Reputation: 8623
I was under the (evidently wrong) impression from the documentation that torch.no_grad()
, as a context manager, was supposed to make everything requires_grad=False
. Indeed that's what I intended to use torch.no_grad()
for, as just a convenient context manager for instantiating a bunch of things that I want to stay constant (through training). but that's only the case for torch.Tensor
s it seems; it doesn't seem to affect torch.nn.Module
s, as the following example code shows:
with torch.no_grad():
linear = torch.nn.Linear(2, 3)
for p in linear.parameters():
print(p.requires_grad)
This will output:
True
True
That's a bit counterintuitive in my opinion. Is this the intended behaviour? If so, why? And is there a similarly convenient context manager in which I can be assured that anything I instantiate under it will not require gradient?
Upvotes: 2
Views: 854
Reputation: 16480
This is expected behavior, but I agree it is somewhat unclear from the documentation. Note that the documentation says :
In this mode, the result of every computation will have requires_grad=False, even when the inputs have requires_grad=True.
This context disables the gradient on the output of any computation done within the context. Technically, declaring/creating a layer is not computation, so the parameter's requires_grad
is True
. However, for any calculation you'd do inside this context, you won't be able to compute gradients. The requires_grad
for the output of calculation would be False
. This is probably best explained by extending your code snippet as below:
with torch.no_grad():
linear = torch.nn.Linear(2, 3)
for p in linear.parameters():
print(p.requires_grad)
out = linear(torch.rand(10,2))
print(out.requires_grad)
out = linear(torch.rand(10,2))
print(out.requires_grad)
True
True
False
True
Even if the requires_grad
for layer parameters is True
, you won't be able to compute the gradient as the output has requires_grad
False
.
Upvotes: 2
____
• [Prompt a] Pick out every line in the listing below that contains the word "tank".

• [Record extracts]
____
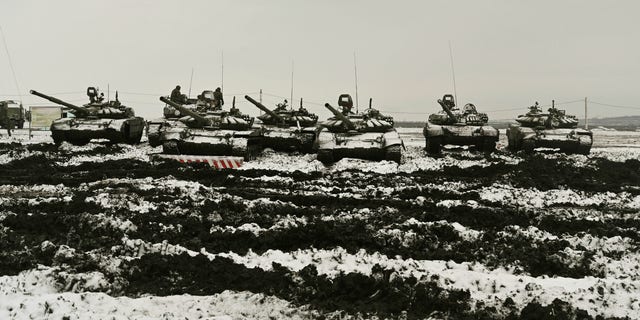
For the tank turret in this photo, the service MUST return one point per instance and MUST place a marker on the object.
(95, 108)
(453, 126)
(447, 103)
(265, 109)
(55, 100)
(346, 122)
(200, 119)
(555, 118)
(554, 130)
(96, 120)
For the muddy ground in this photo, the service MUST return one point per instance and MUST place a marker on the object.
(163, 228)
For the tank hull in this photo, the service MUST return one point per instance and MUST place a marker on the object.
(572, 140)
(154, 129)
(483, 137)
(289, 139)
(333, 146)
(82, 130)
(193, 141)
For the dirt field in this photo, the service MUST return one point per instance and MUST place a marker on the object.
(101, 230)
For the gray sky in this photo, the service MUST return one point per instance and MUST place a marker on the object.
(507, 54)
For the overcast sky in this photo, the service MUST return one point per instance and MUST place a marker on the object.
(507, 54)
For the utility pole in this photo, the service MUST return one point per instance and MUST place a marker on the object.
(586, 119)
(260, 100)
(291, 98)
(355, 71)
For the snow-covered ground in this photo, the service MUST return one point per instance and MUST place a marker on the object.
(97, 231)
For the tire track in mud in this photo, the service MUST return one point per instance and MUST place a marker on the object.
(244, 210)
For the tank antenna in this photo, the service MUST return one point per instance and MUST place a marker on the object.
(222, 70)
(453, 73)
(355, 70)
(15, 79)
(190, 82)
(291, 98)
____
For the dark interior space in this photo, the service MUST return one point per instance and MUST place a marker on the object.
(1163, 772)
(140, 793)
____
• [Prompt b] Reproduce the stretch of the torch.no_grad() thread above from "Reputation: 8623" through "to use torch.no_grad()", word for word.

• [Worked answer a]
For the tank turret in this photo, the service MUST return one point per instance and MUST place a marker on the object.
For the tank hull in this photo, the service MUST return one point per instance and MUST place a marker on the object.
For the tank antenna in this photo, the service MUST return one point per instance and MUST place a marker on the object.

• [Worked answer b]
Reputation: 8623
I was under the (evidently wrong) impression from the documentation that torch.no_grad()
, as a context manager, was supposed to make everything requires_grad=False
. Indeed that's what I intended to use torch.no_grad()